* _WHAT TO PRODUCE_: Quote all of the data below verbatim, line for line.

[Excerpts from a dataset on pointing to objects]
▽
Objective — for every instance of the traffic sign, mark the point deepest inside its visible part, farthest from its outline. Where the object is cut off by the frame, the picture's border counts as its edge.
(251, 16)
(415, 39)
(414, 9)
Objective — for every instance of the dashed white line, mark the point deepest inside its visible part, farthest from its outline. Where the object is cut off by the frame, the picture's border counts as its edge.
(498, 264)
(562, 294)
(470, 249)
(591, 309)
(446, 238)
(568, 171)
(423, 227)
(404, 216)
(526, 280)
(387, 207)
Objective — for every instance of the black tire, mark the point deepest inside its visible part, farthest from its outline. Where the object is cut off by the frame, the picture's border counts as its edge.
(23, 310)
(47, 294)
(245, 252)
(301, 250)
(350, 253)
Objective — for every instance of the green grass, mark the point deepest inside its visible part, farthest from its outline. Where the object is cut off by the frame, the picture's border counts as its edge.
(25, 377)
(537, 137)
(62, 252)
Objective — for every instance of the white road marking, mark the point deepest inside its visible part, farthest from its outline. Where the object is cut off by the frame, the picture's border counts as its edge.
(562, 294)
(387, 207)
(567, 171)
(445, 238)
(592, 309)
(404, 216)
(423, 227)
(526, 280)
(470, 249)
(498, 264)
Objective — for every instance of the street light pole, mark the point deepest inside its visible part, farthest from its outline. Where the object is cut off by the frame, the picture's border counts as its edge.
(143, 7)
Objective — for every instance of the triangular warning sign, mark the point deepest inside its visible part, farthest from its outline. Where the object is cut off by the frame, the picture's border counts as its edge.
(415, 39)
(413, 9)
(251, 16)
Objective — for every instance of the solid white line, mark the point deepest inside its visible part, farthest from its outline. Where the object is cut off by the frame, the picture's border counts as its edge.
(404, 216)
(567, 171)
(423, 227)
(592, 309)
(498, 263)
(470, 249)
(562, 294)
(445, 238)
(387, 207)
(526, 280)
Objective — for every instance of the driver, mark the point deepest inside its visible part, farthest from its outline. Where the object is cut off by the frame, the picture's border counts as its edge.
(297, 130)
△
* _EXERCISE ANSWER_:
Objective — for every instance of the traffic sign, mark the point deepest inside its visible part, farthest from its outline. Where the object is cut off by the frame, the picture's border counts as its edge.
(251, 16)
(415, 39)
(414, 9)
Objective — for every instance of the dashed white line, mark the point deepest inside its visible part, farthest from its outline. Where the object is cut off by the frame, the picture's border counts as its edge.
(498, 264)
(562, 294)
(470, 249)
(591, 309)
(446, 238)
(568, 171)
(423, 227)
(404, 216)
(526, 280)
(387, 207)
Objective — for every instance of the black tire, mark the point deepest inside its visible part, farthest from its outline. Where the object is cut off by the frame, the picture's border counts as its edge.
(23, 310)
(47, 294)
(245, 252)
(301, 250)
(350, 253)
Objective — for every instance of the green grass, mark the point deepest inside its visible part, farthest from its outline. Where the object is cut off by the frame, the picture's border counts as its edge.
(25, 377)
(537, 137)
(62, 252)
Objective — for every instance of the white road marking, mark the point deepest inside its visible part, farthest from its outline. Where the object is cut off by the frame, the picture's border counts as its edge.
(562, 294)
(387, 207)
(567, 171)
(445, 238)
(592, 309)
(404, 216)
(423, 227)
(526, 280)
(470, 249)
(498, 264)
Objective — for every instance of the street light pole, mark the point deepest inside its visible part, farthest from its outline. Where the object is cut off by the frame, the picture's border counts as its edge.
(143, 7)
Objective — for every instance of the triangular warning sign, mark the point deepest inside its visible part, farthest from its outline. Where the object is cut off by the frame, the picture's border counts as its edge.
(415, 39)
(413, 9)
(251, 16)
Objective — for every instance of the solid white line, mark the point deepest inside its visible part, farthest from its outline. Where the object is cut off by the frame, the picture's border counts as its edge.
(404, 216)
(567, 171)
(423, 227)
(592, 309)
(498, 263)
(470, 249)
(562, 294)
(445, 238)
(387, 207)
(526, 280)
Objective — for every instance of the driver, mark the point deepest inside its visible part, farthest from its outline. Where the object is cut off by the frame, the picture's border counts as its edge.
(297, 130)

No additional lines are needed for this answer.